Directions for this task: Reproduce the listing below in its entirety. Change nothing.

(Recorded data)

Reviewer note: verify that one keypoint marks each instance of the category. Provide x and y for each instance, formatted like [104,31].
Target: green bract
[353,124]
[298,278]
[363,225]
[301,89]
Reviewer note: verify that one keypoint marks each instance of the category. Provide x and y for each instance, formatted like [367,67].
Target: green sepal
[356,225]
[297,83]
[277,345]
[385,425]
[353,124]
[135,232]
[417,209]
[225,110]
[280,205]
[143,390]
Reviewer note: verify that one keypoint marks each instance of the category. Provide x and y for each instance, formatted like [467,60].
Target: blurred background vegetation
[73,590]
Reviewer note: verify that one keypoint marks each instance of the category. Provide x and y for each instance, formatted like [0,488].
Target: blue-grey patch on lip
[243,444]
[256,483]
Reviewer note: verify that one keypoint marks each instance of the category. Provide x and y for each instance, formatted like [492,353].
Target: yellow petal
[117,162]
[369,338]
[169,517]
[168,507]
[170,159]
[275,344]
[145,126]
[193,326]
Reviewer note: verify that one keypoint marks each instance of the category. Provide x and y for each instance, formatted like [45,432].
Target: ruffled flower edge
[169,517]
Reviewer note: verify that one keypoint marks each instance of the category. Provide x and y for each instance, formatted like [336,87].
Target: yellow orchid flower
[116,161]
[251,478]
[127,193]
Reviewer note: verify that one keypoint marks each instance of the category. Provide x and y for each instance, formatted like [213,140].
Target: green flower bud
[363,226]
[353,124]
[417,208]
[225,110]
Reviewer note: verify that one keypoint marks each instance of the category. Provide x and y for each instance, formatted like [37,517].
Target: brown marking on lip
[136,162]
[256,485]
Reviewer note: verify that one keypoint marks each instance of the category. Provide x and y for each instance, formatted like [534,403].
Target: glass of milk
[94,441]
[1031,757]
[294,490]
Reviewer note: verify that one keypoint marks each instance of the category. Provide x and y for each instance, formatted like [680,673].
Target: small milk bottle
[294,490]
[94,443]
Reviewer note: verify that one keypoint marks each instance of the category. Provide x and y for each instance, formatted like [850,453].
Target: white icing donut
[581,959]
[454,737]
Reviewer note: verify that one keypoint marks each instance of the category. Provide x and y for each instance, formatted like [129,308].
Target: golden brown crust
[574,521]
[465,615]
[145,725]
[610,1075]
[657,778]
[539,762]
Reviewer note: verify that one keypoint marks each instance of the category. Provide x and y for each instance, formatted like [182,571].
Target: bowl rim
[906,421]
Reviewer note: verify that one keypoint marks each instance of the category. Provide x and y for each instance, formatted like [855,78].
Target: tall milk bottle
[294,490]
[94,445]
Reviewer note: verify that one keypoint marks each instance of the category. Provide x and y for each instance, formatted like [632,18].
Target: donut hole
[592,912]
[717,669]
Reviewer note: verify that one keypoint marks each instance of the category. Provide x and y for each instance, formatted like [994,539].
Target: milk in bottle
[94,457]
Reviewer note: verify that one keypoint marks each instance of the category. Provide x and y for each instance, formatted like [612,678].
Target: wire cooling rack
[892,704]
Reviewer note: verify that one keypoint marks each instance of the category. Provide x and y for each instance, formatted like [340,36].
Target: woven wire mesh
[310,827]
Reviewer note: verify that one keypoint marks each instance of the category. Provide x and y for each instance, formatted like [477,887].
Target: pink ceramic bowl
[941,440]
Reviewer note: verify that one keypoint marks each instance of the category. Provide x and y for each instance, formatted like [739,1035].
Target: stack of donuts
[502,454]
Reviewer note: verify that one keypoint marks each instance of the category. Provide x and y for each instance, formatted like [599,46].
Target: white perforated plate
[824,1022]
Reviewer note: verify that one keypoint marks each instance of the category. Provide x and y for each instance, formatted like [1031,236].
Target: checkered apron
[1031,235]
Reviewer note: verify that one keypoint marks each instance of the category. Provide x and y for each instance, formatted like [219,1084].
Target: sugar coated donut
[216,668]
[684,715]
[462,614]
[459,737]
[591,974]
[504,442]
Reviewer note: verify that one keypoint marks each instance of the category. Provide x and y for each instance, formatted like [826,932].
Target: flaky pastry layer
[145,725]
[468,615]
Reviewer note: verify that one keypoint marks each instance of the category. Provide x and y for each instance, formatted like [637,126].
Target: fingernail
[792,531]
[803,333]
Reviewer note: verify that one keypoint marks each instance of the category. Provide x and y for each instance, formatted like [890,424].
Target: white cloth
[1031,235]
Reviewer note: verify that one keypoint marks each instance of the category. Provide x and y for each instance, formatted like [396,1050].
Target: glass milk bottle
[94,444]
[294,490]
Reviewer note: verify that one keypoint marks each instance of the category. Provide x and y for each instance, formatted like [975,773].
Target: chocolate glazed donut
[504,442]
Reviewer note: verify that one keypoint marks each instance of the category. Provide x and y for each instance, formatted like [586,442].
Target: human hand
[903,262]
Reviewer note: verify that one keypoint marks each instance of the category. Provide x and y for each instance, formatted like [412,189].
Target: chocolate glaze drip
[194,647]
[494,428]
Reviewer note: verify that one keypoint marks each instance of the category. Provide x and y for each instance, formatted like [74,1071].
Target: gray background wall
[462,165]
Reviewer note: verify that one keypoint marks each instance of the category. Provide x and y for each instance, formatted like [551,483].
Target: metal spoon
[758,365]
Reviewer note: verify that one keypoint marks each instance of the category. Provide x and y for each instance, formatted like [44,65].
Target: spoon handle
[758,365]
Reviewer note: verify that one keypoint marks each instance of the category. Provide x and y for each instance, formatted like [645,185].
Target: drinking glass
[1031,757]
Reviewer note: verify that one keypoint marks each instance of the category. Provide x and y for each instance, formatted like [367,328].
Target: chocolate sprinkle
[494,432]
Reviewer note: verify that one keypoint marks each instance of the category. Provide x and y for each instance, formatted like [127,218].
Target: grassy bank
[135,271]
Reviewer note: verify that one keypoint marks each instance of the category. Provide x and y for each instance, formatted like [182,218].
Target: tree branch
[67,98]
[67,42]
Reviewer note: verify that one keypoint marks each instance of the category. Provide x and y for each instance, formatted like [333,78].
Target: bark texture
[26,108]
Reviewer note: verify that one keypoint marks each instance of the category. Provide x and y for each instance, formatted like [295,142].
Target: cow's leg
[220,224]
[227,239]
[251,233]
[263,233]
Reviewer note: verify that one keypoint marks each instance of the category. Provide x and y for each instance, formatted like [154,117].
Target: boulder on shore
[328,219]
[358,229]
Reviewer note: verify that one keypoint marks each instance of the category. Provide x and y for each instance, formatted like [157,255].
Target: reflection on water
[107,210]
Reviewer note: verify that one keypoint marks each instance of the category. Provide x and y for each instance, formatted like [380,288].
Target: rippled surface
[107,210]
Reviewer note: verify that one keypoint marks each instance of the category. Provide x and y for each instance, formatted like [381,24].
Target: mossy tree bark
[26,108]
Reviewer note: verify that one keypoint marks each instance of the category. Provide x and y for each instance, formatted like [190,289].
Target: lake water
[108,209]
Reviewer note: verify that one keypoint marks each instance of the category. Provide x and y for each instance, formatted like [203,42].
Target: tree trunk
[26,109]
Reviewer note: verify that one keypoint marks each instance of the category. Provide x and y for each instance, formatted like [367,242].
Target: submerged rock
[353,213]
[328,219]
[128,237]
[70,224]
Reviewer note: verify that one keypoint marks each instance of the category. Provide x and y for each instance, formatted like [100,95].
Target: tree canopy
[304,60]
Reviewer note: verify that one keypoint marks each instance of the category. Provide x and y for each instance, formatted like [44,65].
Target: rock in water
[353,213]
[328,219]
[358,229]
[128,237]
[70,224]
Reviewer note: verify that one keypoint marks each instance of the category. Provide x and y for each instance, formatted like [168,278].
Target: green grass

Exercise solution:
Reviewer note: verify that one keypoint marks each instance of the category. Provide x and y for each instance, formatted like [104,31].
Target: green bract
[353,124]
[298,278]
[363,225]
[301,89]
Reviewer note: verify that one keypoint marks each instance of the category. Provide x and y for each instance, formatted like [367,67].
Target: green sepal
[356,225]
[297,83]
[277,345]
[385,425]
[353,124]
[135,232]
[417,209]
[225,110]
[280,205]
[143,390]
Reviewer note: verify that one keypoint marks each instance of the category. Provide x and y for each instance, formatted like [467,60].
Target: blurred background vegetation
[73,590]
Reviewer note: verify that one keypoint marks each instance of the category. Provide x and y for each instance, formatted like [0,488].
Target: blue-grey patch on lip
[243,444]
[256,483]
Reviewer note: verify that one keypoint marks each instance of the category. Provide x and y for each instance, formatted like [492,353].
Target: yellow petal
[117,162]
[369,338]
[169,517]
[168,507]
[170,159]
[275,344]
[145,126]
[193,326]
Reviewer note: verify that one keypoint marks each instance of the category. Provide x and y for each instance, formatted like [45,432].
Target: ruffled flower edge
[169,517]
Reviewer note: verify that one keypoint marks each instance of the category. Provide x and y for each instance, formatted like [336,87].
Target: yellow orchid flower
[116,161]
[251,478]
[127,193]
Reviewer note: verify that one keypoint marks each instance of the category. Provide x and y for each instance, formatted like [213,140].
Target: green flower bud
[363,226]
[353,124]
[417,208]
[225,110]
Reviewer note: verify that one keypoint marks each instance of the category. Provide x and y for each instance, formatted like [37,517].
Target: brown marking on lip
[136,162]
[256,485]
Reviewer note: verify that one keypoint marks each instance of the category. Provide x and y for each instance, formatted like [534,403].
Target: glass of milk
[94,441]
[1031,757]
[294,490]
Reviewer note: verify that one keypoint marks each instance of the category. Provide x and y for each instance, formatted like [680,673].
Target: small milk bottle
[294,490]
[94,443]
Reviewer note: verify that one keypoint marks each instance of the category. Provide x and y for each instance, formatted like [850,453].
Target: white icing donut
[581,959]
[454,737]
Reviewer note: verify that one keypoint marks each instance of the category. Provide x and y for each instance, formatted like [129,308].
Target: golden brown crust
[574,521]
[465,615]
[145,725]
[610,1075]
[657,778]
[539,762]
Reviewer note: verify that one keypoint marks each instance of the category. Provide x and y for each instance, formatted like [182,571].
Target: bowl rim
[906,421]
Reviewer note: verify that one keypoint marks each instance of the category. Provide x and y for each instance, formatted like [855,78].
Target: tall milk bottle
[294,490]
[94,445]
Reviewer note: verify that one keypoint marks each instance of the category. Provide x and y for each instance, formatted like [632,18].
Target: donut hole
[592,912]
[717,669]
Reviewer note: verify that one keypoint marks each instance of the category. Provide x and y for each instance, formatted like [994,539].
Target: milk in bottle
[94,457]
Reviewer note: verify that one keypoint marks each instance of the category. Provide x and y for each instance, formatted like [612,678].
Target: wire cooling rack
[892,704]
Reviewer note: verify that one keypoint marks each instance of the category. Provide x and y for each instance, formatted like [340,36].
Target: woven wire mesh
[310,827]
Reviewer note: verify that one keypoint marks each instance of the category. Provide x and y for each instance, formatted like [477,887].
Target: pink ceramic bowl
[941,440]
Reviewer note: verify that one keypoint marks each instance of the category. Provide x and y for each instance, formatted like [739,1035].
Target: stack of donuts
[502,454]
Reviewer note: verify that one keypoint marks each instance of the category. Provide x and y for each instance, formatted like [599,46].
Target: white perforated plate
[824,1022]
Reviewer note: verify that one keypoint marks each instance of the category. Provide x and y for each instance, formatted like [1031,236].
Target: checkered apron
[1031,235]
Reviewer note: verify that one keypoint marks each instance of the category. Provide x and y for each instance, formatted like [219,1084].
Target: sugar coated donut
[216,668]
[684,715]
[462,614]
[459,737]
[591,974]
[504,442]
Reviewer note: verify that one keypoint marks each instance of the category. Provide x and y for each instance, formatted like [826,932].
Target: flaky pastry layer
[145,725]
[468,615]
Reviewer note: verify that one keypoint marks each instance of the category. Provide x and y for each instance, formatted like [637,126].
Target: fingernail
[792,531]
[803,333]
Reviewer note: verify that one keypoint marks each instance of the category. Provide x and y for each instance, formatted like [890,424].
Target: white cloth
[1031,235]
Reviewer note: verify that one keypoint marks each instance of the category. Provide x and y for each instance, formatted like [396,1050].
Target: glass milk bottle
[94,444]
[294,490]
Reviewer note: verify that one keypoint marks each instance of the category. Provide x and y for each instance, formatted like [975,773].
Target: chocolate glazed donut
[504,442]
Reviewer note: verify that one keypoint marks each instance of the category. Provide x and y for each instance, formatted like [586,442].
Target: human hand
[903,262]
Reviewer note: verify that one keypoint marks each instance of the category. Provide x and y for each instance, formatted like [412,189].
Target: chocolate glaze drip
[194,647]
[494,428]
Reviewer note: verify that one keypoint marks each instance of the category. Provide x and y for each instance, formatted like [74,1071].
Target: gray background wall
[462,165]
Reviewer note: verify that one keypoint marks each instance of the category. Provide x and y for each instance, formatted like [551,483].
Target: metal spoon
[758,365]
Reviewer note: verify that one keypoint marks each instance of the category. Provide x and y for each instance, formatted like [44,65].
Target: spoon handle
[758,365]
Reviewer note: verify that one keypoint marks each instance of the category. Provide x and y for each instance, formatted like [645,185].
Target: drinking glass
[1031,757]
Reviewer note: verify that one keypoint marks each instance of the category. Provide x and y for each instance, formatted like [367,328].
Target: chocolate sprinkle
[494,432]
Reviewer note: verify that one keypoint marks each instance of the category. Provide x and y for each instance, formatted like [127,218].
Target: grassy bank
[135,271]
Reviewer note: verify that one keypoint marks each instance of the category. Provide x and y for each instance, formatted like [182,218].
Target: tree branch
[67,98]
[67,42]
Reviewer note: verify that one keypoint marks each instance of the category. Provide x and y for each instance, formatted like [333,78].
Target: bark texture
[26,108]
Reviewer note: verify that one keypoint marks each instance of the category. Provide x and y for each instance, formatted like [295,142].
Target: cow's leg
[220,224]
[227,239]
[251,233]
[263,233]
Reviewer note: verify that one keypoint marks each instance of the category. Provide x and y for each instance, formatted like [154,117].
Target: boulder on shore
[328,219]
[358,229]
Reviewer note: verify that one keypoint marks each instance of the category. Provide x and y for each instance, formatted like [157,255].
Target: reflection on water
[107,210]
Reviewer note: verify that one keypoint marks each instance of the category. Provide x and y for each instance, formatted like [380,288].
Target: rippled surface
[107,210]
Reviewer note: verify that one keypoint marks each instance of the category. Provide x and y for each instance, formatted like [381,24].
Target: mossy tree bark
[26,108]
Reviewer note: verify that one keypoint marks each instance of the category. Provide x and y for each instance, formatted like [190,289].
Target: lake water
[108,209]
Reviewer note: verify that one keypoint marks each instance of the category. Provide x and y for each instance, formatted like [203,42].
Target: tree trunk
[26,109]
Reviewer note: verify that one keypoint marks each instance of the category. Provide x and y for each instance, formatted like [367,242].
Target: submerged rock
[353,213]
[328,219]
[128,237]
[70,224]
Reviewer note: verify that one keypoint marks each instance of the category. Provide x and y for each instance, formatted like [100,95].
Target: tree canopy
[304,60]
Reviewer note: verify that one keypoint marks each instance of the category. Provide x and y for each instance, formatted like [44,65].
Target: rock in water
[353,213]
[328,219]
[358,229]
[128,237]
[70,224]
Reviewer note: verify that one keypoint marks each instance of the category. Provide x and y for each instance, formatted like [168,278].
Target: green grass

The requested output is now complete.